- [DIRECTIONS FOR THIS TASK]:
Go through the entries below and print each one exactly, leaving out pictures.

- [PROVIDED RECORDS]:
▼

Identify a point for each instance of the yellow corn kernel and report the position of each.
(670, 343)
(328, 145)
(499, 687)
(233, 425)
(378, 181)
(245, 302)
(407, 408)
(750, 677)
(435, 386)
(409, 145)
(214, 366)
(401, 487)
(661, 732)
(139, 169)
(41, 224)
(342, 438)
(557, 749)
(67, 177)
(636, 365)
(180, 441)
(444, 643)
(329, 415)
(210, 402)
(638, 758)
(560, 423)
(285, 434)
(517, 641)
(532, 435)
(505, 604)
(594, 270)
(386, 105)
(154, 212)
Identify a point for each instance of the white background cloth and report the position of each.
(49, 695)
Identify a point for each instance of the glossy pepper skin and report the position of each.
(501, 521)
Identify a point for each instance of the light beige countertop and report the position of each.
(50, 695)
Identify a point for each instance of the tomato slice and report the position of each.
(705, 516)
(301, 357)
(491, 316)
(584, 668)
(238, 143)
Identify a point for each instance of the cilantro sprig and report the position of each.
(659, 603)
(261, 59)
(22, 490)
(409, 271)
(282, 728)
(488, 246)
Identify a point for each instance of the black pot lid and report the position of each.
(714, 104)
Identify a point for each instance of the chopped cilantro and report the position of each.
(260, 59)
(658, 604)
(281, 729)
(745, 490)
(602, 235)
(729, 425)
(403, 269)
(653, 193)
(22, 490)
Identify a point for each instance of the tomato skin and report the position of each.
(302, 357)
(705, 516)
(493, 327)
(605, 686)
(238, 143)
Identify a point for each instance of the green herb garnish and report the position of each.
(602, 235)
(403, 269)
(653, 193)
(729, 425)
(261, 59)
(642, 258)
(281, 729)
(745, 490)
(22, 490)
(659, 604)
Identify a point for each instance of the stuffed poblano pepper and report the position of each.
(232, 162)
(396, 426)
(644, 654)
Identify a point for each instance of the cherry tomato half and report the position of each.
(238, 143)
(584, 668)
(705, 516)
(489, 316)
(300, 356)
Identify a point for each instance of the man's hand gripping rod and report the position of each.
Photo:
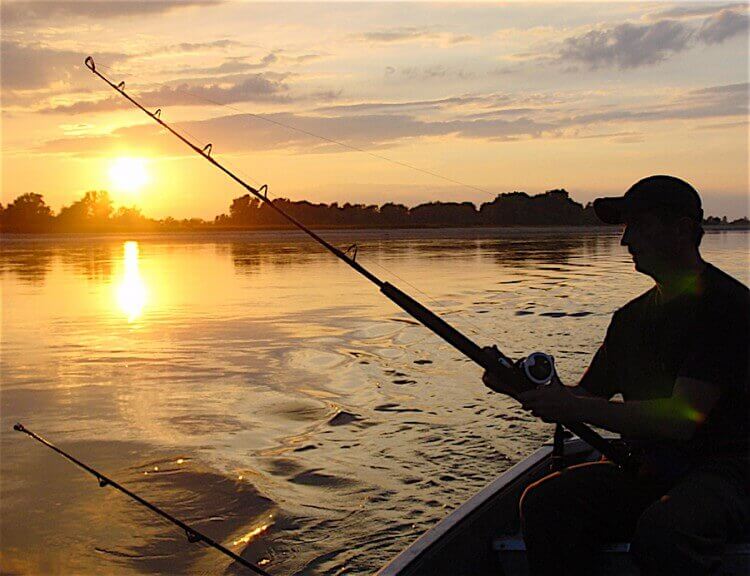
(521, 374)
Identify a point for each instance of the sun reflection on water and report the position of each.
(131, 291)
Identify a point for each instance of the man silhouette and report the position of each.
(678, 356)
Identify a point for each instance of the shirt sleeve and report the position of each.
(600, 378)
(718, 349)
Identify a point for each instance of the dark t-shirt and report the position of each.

▲

- [OUTPUT FOR THIS EXERCISE]:
Identify a point for each instance of the yellow corn kernel and report the position of each.
(670, 343)
(328, 145)
(499, 687)
(233, 425)
(378, 181)
(245, 302)
(407, 408)
(750, 677)
(435, 386)
(409, 145)
(214, 366)
(401, 487)
(661, 732)
(139, 169)
(41, 224)
(342, 438)
(557, 749)
(67, 177)
(636, 365)
(180, 441)
(444, 643)
(329, 415)
(210, 402)
(638, 758)
(560, 423)
(285, 434)
(517, 641)
(532, 435)
(505, 604)
(594, 270)
(386, 105)
(154, 212)
Identify a point for each instance of the white background cloth and report the position of each.
(49, 695)
Identify a point for each instance of the glossy pepper skin and report the position of each.
(501, 521)
Identify a point for each instance of the light beige countertop and report the position of each.
(50, 695)
Identify a point for each instance of the tomato slice and report the position of each.
(705, 516)
(301, 357)
(491, 316)
(584, 668)
(238, 143)
Identify a point for each instance of the cilantro sprig and report the position of each.
(659, 603)
(261, 59)
(22, 490)
(409, 271)
(282, 728)
(488, 246)
Identify a point for each instance of the black pot lid and report the position of each.
(714, 104)
Identify a point for each instance of the chopped cilantro and report the position of each.
(260, 59)
(658, 604)
(281, 729)
(745, 490)
(602, 235)
(729, 425)
(403, 269)
(653, 193)
(22, 490)
Identify a point for each instance of the tomato skin and report the position of each.
(302, 357)
(705, 516)
(493, 327)
(605, 686)
(238, 143)
Identify a point for each instance of the green herb garnish and report the position of each.
(602, 235)
(403, 269)
(653, 193)
(729, 425)
(261, 59)
(642, 258)
(281, 729)
(745, 490)
(22, 490)
(659, 604)
Identify a point for each instance of the stuffed poblano pepper and report the position of each.
(232, 162)
(396, 426)
(644, 654)
Identify a point for each instance of the cherry tomato half and report the position of each.
(238, 143)
(584, 668)
(705, 516)
(489, 316)
(300, 356)
Identify a point for each instance of the man's hand gripping rod and report the position of each.
Photo:
(521, 374)
Identify a point for each instance of the sun reflection on water and report the position of each.
(131, 291)
Identify a point for each instance of the man silhouette and report the position of each.
(678, 356)
Identify a point for each instance of the shirt sleeve and report the position of each.
(600, 378)
(718, 349)
Identify a point for each instance of the dark t-shirt and report the position of each.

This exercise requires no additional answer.